Page text:
_ _ _ _ _

It has kept it going, that's for sure. But I have considered concerns because Invicta does negligible business outside of the United States, and Glycine doesn't do much business _inside _the United States. I hope that Invicta uses appropriate marketing strategies for the 40-50 countries Glycine previously distributed in, and doesn't just re-hash its existing one. Whilst its investment will be welcome (its business certainly looks sustainable and I can assume its thrown off enough cash to pay for the acquisition), Stauer SkyMall-style, social-media-cliché advertising and products like this will not work anywhere else, and absolutely _will _kill the Glycine brand stone dead:


__
http://instagr.am/p/BSv-xf_gF0z/


----------



## Robotaz

^^^ Interesting opinions. Rather brutal, and honest.


----------



## thedonn007

I have a combat 7 on the way to me now. I like the looks and specs of the watch. The $300 price also helped a lot in my decision to buy it. That is the price of a Seiko for a Swiss watch.


----------



## vincesf

The basic rule of watchbuying is BUY WHAT YOU LIKE. I was initiually interested with the deep discounts offered on Glycine watches, but in the end was ccomparing Glycine to other relatively priced watches that I liked, such as Hamilton and higher end Seiko's, and Glycine won my favor with its unique design, history and quality movements (very un-Invicta like).

_ _ _ _ _

Listed entries:
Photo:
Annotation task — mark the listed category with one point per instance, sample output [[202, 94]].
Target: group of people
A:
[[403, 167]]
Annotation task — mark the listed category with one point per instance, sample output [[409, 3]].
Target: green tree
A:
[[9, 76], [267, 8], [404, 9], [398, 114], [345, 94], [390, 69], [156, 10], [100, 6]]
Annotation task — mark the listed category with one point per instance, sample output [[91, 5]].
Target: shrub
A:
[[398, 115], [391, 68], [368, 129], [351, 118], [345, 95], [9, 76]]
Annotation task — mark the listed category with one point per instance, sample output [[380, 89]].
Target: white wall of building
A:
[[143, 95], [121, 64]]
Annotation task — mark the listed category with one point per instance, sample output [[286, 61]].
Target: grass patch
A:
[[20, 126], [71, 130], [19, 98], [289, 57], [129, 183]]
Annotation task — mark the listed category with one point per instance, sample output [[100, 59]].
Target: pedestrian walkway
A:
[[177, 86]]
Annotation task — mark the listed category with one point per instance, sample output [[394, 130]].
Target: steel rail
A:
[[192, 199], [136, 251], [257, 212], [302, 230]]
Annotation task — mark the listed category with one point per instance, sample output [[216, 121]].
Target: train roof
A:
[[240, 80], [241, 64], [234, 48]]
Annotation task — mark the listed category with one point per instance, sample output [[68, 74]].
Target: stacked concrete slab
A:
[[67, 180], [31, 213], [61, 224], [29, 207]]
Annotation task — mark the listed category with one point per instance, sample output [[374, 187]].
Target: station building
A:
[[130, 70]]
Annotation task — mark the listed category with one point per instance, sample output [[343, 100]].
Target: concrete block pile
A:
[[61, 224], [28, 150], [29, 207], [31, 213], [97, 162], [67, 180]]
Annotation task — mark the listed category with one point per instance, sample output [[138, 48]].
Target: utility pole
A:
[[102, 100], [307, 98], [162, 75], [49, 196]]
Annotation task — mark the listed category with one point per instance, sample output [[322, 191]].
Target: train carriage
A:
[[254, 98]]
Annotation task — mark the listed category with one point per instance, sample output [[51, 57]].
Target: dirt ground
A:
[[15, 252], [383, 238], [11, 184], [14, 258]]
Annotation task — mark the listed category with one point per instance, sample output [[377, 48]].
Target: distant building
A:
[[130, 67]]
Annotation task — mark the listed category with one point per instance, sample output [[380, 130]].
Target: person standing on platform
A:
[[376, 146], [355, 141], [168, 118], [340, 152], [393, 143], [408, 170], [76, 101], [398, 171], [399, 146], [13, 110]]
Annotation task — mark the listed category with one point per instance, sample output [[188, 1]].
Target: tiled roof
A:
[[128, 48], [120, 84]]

_ _ _ _ _

What to do:
a) From the Glycine forum thread, reproduce the passage starting at "I have a combat" and ending at "(very un-Invicta like).".
b) In the Glycine forum thread, which watches did vincesf compare Glycine against?

Responses in order:
a)
I have a combat 7 on the way to me now. I like the looks and specs of the watch. The $300 price also helped a lot in my decision to buy it. That is the price of a Seiko for a Swiss watch.


----------



## vincesf

The basic rule of watchbuying is BUY WHAT YOU LIKE. I was initiually interested with the deep discounts offered on Glycine watches, but in the end was ccomparing Glycine to other relatively priced watches that I liked, such as Hamilton and higher end Seiko's, and Glycine won my favor with its unique design, history and quality movements (very un-Invicta like).

b) Hamilton and higher-end Seiko watches.